**Work to be completed**. Which lines in the data below contain the string "tool"? Gather each one, copied in full.

• • •

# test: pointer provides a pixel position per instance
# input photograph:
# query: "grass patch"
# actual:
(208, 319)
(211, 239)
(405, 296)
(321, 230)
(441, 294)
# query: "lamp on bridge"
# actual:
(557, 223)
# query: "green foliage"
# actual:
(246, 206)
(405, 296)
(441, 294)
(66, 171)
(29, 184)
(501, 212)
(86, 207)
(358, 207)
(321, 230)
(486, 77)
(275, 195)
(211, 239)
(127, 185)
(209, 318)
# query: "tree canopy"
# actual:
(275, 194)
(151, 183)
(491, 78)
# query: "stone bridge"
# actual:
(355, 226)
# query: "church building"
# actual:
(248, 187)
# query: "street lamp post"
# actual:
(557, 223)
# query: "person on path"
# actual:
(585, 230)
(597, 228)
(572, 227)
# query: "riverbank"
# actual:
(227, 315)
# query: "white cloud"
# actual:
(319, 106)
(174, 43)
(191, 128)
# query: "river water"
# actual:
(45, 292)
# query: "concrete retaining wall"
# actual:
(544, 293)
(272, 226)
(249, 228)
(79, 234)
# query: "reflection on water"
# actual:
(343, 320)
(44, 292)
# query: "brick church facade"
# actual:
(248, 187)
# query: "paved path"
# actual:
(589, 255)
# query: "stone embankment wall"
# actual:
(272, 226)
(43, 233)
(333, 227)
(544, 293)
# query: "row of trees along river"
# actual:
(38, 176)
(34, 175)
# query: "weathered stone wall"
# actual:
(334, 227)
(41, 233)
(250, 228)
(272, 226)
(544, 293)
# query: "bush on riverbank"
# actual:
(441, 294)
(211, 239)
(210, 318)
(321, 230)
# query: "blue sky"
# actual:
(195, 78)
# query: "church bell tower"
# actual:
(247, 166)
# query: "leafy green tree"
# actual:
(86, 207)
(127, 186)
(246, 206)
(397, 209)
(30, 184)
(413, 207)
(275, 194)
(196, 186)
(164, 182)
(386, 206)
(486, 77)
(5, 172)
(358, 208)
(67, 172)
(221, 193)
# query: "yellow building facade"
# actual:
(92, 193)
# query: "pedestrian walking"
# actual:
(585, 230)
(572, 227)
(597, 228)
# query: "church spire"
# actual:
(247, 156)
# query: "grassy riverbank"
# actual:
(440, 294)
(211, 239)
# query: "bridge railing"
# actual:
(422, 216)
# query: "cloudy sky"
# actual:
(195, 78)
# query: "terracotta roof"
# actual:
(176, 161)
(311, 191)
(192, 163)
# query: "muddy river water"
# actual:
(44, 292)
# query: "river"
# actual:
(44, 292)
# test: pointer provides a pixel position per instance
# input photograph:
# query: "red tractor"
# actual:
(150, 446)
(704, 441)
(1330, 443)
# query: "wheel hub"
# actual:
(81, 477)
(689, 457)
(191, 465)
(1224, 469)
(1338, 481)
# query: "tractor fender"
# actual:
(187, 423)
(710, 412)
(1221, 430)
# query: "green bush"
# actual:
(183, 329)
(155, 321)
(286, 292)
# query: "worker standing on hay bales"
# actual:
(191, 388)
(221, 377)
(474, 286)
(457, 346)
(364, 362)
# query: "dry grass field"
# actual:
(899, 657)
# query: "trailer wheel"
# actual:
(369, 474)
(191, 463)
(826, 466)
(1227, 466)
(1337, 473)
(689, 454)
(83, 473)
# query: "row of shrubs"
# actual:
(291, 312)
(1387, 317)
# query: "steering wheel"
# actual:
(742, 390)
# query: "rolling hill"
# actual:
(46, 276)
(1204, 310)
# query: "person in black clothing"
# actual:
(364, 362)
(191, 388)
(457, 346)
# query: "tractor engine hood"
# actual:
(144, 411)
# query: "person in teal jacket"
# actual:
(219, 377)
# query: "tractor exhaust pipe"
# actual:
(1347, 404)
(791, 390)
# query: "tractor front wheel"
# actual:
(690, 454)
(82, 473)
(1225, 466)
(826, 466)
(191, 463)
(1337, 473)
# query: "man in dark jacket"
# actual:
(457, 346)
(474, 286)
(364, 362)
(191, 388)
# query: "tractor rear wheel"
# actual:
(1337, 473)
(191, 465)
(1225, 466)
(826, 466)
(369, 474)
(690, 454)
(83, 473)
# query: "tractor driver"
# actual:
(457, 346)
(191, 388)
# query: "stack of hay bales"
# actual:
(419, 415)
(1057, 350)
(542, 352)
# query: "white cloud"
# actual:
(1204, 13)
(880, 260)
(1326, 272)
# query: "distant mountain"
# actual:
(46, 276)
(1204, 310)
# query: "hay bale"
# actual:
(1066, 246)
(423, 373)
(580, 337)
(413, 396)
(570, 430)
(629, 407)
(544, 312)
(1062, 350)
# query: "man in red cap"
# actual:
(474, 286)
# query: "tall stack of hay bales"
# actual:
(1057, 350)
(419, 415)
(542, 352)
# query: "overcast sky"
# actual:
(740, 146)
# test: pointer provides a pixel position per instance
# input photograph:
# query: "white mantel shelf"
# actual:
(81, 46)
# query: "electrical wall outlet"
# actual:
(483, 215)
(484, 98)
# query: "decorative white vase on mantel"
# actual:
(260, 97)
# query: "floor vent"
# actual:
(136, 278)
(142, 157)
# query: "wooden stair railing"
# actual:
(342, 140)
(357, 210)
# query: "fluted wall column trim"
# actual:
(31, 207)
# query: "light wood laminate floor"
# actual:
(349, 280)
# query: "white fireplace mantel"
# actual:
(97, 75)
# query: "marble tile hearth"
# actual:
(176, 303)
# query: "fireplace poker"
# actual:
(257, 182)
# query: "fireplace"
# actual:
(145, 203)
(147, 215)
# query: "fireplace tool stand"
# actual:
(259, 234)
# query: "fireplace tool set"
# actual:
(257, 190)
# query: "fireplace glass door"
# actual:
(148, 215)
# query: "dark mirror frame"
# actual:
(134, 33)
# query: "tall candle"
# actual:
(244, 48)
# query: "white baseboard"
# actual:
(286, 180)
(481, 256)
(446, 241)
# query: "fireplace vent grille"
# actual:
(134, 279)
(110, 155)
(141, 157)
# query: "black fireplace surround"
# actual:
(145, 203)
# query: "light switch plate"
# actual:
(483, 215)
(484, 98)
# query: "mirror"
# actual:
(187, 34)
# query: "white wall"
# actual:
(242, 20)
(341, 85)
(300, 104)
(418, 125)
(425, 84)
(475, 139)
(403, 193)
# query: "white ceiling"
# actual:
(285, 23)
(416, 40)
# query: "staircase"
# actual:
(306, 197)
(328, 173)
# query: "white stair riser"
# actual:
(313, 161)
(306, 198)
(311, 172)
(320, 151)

• • •

**Correct output**.
# query: "fireplace tool stand"
# query: "fireplace tool set"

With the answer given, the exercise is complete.